### Stored data

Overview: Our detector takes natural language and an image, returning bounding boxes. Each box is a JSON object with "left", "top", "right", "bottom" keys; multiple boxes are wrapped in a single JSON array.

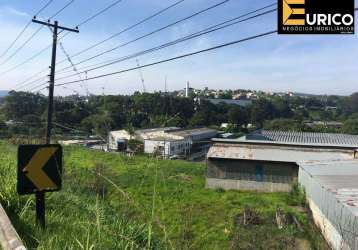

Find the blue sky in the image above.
[{"left": 0, "top": 0, "right": 357, "bottom": 96}]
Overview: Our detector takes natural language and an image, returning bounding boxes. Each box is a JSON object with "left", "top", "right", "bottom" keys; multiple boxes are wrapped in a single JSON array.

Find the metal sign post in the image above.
[{"left": 18, "top": 18, "right": 78, "bottom": 228}]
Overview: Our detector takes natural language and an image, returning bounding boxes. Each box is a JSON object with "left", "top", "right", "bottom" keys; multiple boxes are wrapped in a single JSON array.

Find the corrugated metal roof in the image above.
[
  {"left": 245, "top": 130, "right": 358, "bottom": 147},
  {"left": 169, "top": 128, "right": 217, "bottom": 137},
  {"left": 136, "top": 127, "right": 180, "bottom": 134},
  {"left": 299, "top": 160, "right": 358, "bottom": 215}
]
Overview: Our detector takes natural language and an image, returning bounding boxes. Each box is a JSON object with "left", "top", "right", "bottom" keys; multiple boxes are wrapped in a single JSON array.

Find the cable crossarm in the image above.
[
  {"left": 56, "top": 0, "right": 231, "bottom": 73},
  {"left": 54, "top": 5, "right": 277, "bottom": 82},
  {"left": 14, "top": 0, "right": 186, "bottom": 90},
  {"left": 53, "top": 30, "right": 277, "bottom": 88},
  {"left": 0, "top": 0, "right": 54, "bottom": 59}
]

######

Please hand back every entry above exactly, with no images in the copy.

§ Exercise response
Overview: Our detector takes natural language and an image, returning bounding boxes. Each box is a JSON object with "left", "top", "right", "bottom" keys; multiple boxes are wrapped in a single JSON array.


Find the blue sky in the image above.
[{"left": 0, "top": 0, "right": 357, "bottom": 96}]
Overview: Our detector takes natural language and an image, returning bounding boxes. Each box is a JSON object with "left", "top", "right", "bottom" keys; multiple boxes are wrapped in a single JSON array.

Find the metal sign post in the image above.
[{"left": 18, "top": 18, "right": 78, "bottom": 228}]
Overview: Our detector takes natural language and an image, returning bounding boxes. Each box is a JSON object with "left", "top", "right", "bottom" keys; multiple boxes are wrapped in a single JSON array.

Find the corrugated metal roof in the image above.
[
  {"left": 245, "top": 130, "right": 358, "bottom": 147},
  {"left": 169, "top": 128, "right": 217, "bottom": 137},
  {"left": 136, "top": 127, "right": 180, "bottom": 134},
  {"left": 299, "top": 160, "right": 358, "bottom": 215}
]
Overview: Our detector takes natural language and an image, returning bounding boxes. Each box is a JSON object with "left", "top", "right", "bottom" keys; multiple boxes are wrapped in a single JSON array.

Find the cable crossarm in the image above.
[
  {"left": 56, "top": 0, "right": 231, "bottom": 73},
  {"left": 54, "top": 5, "right": 277, "bottom": 82},
  {"left": 14, "top": 0, "right": 186, "bottom": 90},
  {"left": 53, "top": 30, "right": 277, "bottom": 88},
  {"left": 0, "top": 0, "right": 54, "bottom": 59}
]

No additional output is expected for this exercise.